# Problem
Your task is to output all the records below, word for word.

# Region pointing data
============================================================
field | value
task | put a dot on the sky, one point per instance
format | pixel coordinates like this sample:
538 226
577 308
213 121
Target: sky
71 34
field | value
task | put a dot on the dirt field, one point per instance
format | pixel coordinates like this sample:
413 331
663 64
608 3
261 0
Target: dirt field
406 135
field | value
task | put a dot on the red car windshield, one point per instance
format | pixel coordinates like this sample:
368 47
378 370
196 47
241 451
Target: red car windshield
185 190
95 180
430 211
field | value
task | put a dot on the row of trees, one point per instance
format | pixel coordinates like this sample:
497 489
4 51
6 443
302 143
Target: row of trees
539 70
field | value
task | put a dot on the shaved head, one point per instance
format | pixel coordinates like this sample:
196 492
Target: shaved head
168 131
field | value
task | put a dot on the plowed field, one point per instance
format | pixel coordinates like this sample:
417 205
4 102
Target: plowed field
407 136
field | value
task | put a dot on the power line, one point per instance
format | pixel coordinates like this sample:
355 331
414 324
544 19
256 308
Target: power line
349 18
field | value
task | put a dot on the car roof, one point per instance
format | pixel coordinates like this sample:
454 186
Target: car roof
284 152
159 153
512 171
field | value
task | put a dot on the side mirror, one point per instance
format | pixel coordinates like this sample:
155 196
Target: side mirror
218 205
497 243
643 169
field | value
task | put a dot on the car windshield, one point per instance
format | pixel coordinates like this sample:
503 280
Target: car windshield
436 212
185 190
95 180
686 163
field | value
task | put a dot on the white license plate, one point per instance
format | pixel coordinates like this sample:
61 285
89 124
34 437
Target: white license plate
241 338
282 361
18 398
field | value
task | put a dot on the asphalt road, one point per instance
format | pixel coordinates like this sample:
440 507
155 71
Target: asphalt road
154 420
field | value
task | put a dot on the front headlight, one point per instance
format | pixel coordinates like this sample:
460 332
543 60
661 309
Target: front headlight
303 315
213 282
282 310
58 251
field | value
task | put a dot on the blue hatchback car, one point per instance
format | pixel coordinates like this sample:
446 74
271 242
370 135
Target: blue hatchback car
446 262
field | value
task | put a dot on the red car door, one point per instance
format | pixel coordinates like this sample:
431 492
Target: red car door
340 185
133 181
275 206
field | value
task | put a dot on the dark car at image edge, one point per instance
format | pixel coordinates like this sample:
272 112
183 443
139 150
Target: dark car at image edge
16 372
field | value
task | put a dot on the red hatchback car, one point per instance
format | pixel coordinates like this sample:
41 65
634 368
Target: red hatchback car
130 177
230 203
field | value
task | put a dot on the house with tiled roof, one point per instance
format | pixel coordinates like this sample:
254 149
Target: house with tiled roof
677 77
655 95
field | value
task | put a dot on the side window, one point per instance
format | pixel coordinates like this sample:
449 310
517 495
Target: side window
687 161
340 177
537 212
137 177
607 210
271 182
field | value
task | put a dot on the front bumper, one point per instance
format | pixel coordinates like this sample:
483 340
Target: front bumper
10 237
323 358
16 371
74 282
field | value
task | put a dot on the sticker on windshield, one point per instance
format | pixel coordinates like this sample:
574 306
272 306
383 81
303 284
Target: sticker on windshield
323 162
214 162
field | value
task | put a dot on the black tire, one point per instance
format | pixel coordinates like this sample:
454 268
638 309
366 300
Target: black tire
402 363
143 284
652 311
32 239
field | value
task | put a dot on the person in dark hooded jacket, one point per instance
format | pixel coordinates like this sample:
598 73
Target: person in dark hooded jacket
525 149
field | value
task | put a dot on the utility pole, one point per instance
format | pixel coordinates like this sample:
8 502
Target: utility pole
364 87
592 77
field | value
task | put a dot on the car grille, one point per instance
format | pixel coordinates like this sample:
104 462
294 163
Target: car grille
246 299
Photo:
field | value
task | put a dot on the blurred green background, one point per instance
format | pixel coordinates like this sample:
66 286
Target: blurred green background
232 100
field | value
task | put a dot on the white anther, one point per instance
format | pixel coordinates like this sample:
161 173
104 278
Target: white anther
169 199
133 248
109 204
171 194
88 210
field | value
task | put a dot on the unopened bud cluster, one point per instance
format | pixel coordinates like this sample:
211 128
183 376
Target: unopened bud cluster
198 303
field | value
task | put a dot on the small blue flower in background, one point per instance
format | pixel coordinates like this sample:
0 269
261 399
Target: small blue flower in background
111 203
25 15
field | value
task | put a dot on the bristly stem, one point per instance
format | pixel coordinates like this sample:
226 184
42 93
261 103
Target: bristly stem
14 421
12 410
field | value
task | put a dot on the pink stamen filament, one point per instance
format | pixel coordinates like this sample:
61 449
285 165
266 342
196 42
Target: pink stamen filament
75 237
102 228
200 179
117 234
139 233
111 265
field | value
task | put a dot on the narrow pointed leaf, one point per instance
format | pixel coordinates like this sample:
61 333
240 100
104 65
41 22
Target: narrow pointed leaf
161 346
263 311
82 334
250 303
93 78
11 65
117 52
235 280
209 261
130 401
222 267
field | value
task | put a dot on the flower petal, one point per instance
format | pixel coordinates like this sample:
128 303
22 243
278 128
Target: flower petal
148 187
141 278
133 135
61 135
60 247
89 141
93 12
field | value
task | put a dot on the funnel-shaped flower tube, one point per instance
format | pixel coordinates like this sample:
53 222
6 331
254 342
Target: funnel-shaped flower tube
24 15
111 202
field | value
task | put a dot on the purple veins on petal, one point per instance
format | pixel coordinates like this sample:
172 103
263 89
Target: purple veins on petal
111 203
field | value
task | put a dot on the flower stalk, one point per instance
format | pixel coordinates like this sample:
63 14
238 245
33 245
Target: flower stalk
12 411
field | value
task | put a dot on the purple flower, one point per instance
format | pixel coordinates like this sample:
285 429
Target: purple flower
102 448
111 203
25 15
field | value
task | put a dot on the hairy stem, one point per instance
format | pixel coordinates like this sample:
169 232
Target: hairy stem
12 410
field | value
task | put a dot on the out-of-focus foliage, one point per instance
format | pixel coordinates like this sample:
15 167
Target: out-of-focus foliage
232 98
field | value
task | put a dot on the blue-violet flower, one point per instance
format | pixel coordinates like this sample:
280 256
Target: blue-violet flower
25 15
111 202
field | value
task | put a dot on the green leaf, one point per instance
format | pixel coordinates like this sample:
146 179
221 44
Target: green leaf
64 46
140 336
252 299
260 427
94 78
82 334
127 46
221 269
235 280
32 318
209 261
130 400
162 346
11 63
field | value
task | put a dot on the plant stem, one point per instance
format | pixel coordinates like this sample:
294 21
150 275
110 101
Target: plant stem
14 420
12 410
============================================================
# Output below
field | value
task | put a dot on the sky, one point per instance
format | pixel coordinates like this sample:
538 226
577 308
213 121
Target: sky
71 34
field | value
task | put a dot on the dirt field, one point per instance
format | pixel coordinates like this sample:
413 331
663 64
608 3
261 0
Target: dirt field
406 135
field | value
task | put a dot on the red car windshield, one point per instance
format | pixel coordinates like this sample:
368 47
378 370
196 47
241 451
Target: red car windshield
185 190
95 180
430 211
field | value
task | put a dot on the row of trees, one point per instance
format | pixel coordinates like this sample:
497 489
4 51
6 443
302 143
Target: row of trees
539 70
field | value
task | put a dot on the shaved head, one point per instance
format | pixel coordinates like this sample:
196 492
Target: shaved head
168 131
field | value
task | put a dot on the plowed field, one point per instance
format | pixel coordinates like this sample:
417 205
4 102
Target: plowed field
407 136
field | value
task | put a dot on the power line, one point per instance
format | pixel coordinates like this sample:
355 331
414 324
544 19
256 308
Target: power line
349 18
field | value
task | put a dot on the car roof, one point per instance
format | pixel coordinates like this sample:
454 186
Target: car roof
284 152
159 153
512 171
field | value
task | put a dot on the side mirror, one point per instance
format | pixel coordinates like this sample:
155 196
Target: side mirror
218 205
497 243
643 169
field | value
task | put a dot on the car windshield, one point per instance
format | pixel coordinates like this sample:
503 280
Target: car windshield
436 212
185 190
95 180
686 163
field | value
task | put a dot on the white license plate, one point per instance
format | pixel coordinates like this sample:
61 285
89 124
34 437
Target: white license plate
241 338
282 361
18 398
field | value
task | put a dot on the asphalt road, one point per instance
format | pixel coordinates like this sample:
440 507
155 71
Target: asphalt road
154 420
field | value
task | put a dot on the front headlight, one point per instance
format | pixel coordinates like this sample:
460 332
543 60
661 309
Target: front headlight
303 315
213 282
282 310
58 251
field | value
task | put a dot on the blue hatchback car, one point per instance
format | pixel coordinates like this sample:
446 74
271 242
370 135
Target: blue hatchback car
446 262
field | value
task | put a dot on the red car door, one point per instance
format | pixel coordinates like this sample:
431 492
Target: red car door
340 185
133 181
275 206
field | value
task | put a dot on the dark car at image edge, one point per instance
format | pixel coordinates like this sample:
272 112
183 443
139 150
Target: dark car at image edge
16 372
field | value
task | put a dot on the red hatchback car, one point per instance
format | pixel coordinates like this sample:
41 65
634 368
Target: red hatchback car
130 177
230 203
field | value
task | put a dot on the house with tiled roof, one point per instance
format | pixel coordinates like this sample:
254 149
Target: house with tiled roof
677 77
655 95
field | value
task | put a dot on the side window, one point per instance
format | pixel coordinates like this sample:
449 310
517 495
Target: side window
687 161
340 177
537 212
137 177
607 210
271 182
field | value
task | put a dot on the front bumper, one point per instance
format | pixel coordinates like this sample:
483 340
Target: front bumper
10 237
323 358
16 371
74 282
field | value
task | put a dot on the sticker on windshield, one point per instance
format | pixel coordinates like this sample:
574 306
272 306
383 81
303 284
Target: sticker on windshield
323 162
214 162
field | value
task | put a dot on the black tire, one point per instance
format | pixel coordinates like this sample:
454 268
638 309
366 300
Target: black tire
402 363
143 284
652 311
32 239
field | value
task | put a dot on the person in dark hooded jacket, one point per instance
format | pixel coordinates like this sample:
598 73
Target: person in dark hooded jacket
525 149
field | value
task | put a dot on the utility pole, one point per instance
format | pixel coordinates like this sample:
8 502
Target: utility pole
364 87
592 77
field | value
task | put a dot on the car grille, one point per instance
format | pixel coordinates like this sample:
104 462
294 163
Target: car grille
246 299
Photo:
field | value
task | put a dot on the blurred green background, one point per instance
format | pixel coordinates like this sample:
66 286
Target: blurred green background
232 100
field | value
task | put a dot on the white anther, one point per instance
format | pixel coordinates like this sample:
161 173
104 278
Target: white anther
169 199
133 248
109 204
171 194
88 210
field | value
task | put a dot on the unopened bud cluster, one point per instance
format | pixel coordinates like this sample:
211 128
183 376
Target: unopened bud cluster
198 303
field | value
task | put a dot on the small blue flower in background, one point per instance
format | pixel coordinates like this sample:
0 269
261 399
Target: small blue flower in background
111 203
25 15
field | value
task | put a dot on the bristly stem, one point per instance
format | pixel coordinates like this sample:
226 184
42 93
261 103
Target: bristly stem
14 421
12 410
field | value
task | put a dot on the pink stamen filament, one point per instance
format | pixel coordinates like this sample:
61 449
285 165
266 342
196 42
Target: pink stamen filament
75 237
102 228
200 179
117 234
139 233
111 265
field | value
task | put a dot on the narrow pointed leaf, one point per instance
format | pixel coordinates like this sample:
61 333
240 100
104 65
41 22
Target: narrow pointed leaf
161 346
263 311
82 334
250 303
93 78
11 65
117 52
235 280
209 261
130 401
222 267
field | value
task | put a dot on the flower petal, one point per instance
format | pixel coordinates like this sample:
128 303
22 243
278 128
Target: flower petal
148 187
141 278
133 135
61 135
60 247
89 141
93 12
field | value
task | put a dot on the funnel-shaped flower tube, one point per instance
format | pixel coordinates like this sample:
53 222
6 331
254 342
Target: funnel-shaped flower tube
24 15
111 202
field | value
task | put a dot on the purple veins on petal, one point per instance
format | pixel coordinates like this sample:
172 103
263 89
Target: purple veins on petal
111 203
field | value
task | put a dot on the flower stalk, one point per instance
format | pixel coordinates like this sample:
63 14
238 245
33 245
Target: flower stalk
12 411
field | value
task | put a dot on the purple flower, one point per instance
format | pixel coordinates like this sample:
285 429
Target: purple flower
102 448
111 203
25 15
field | value
task | put a dot on the hairy stem, one point per instance
format | pixel coordinates like this sample:
169 232
Target: hairy stem
12 410
field | value
task | put a dot on the out-of-focus foliage, one point per instance
format | pixel coordinates like this sample:
15 167
Target: out-of-focus foliage
232 98
field | value
task | put a dot on the blue-violet flower, one point per instance
format | pixel coordinates like this sample:
280 256
Target: blue-violet flower
25 15
111 202
field | value
task | put a dot on the green leaf, one point per instance
format | pixel coordinates like this sample:
146 179
221 44
Target: green leaf
64 46
140 336
252 299
260 427
94 78
82 334
127 46
221 269
235 280
32 318
209 261
130 400
162 346
11 63
field | value
task | put a dot on the plant stem, one point per instance
format | pixel coordinates like this sample:
294 21
150 275
110 101
Target: plant stem
14 420
12 410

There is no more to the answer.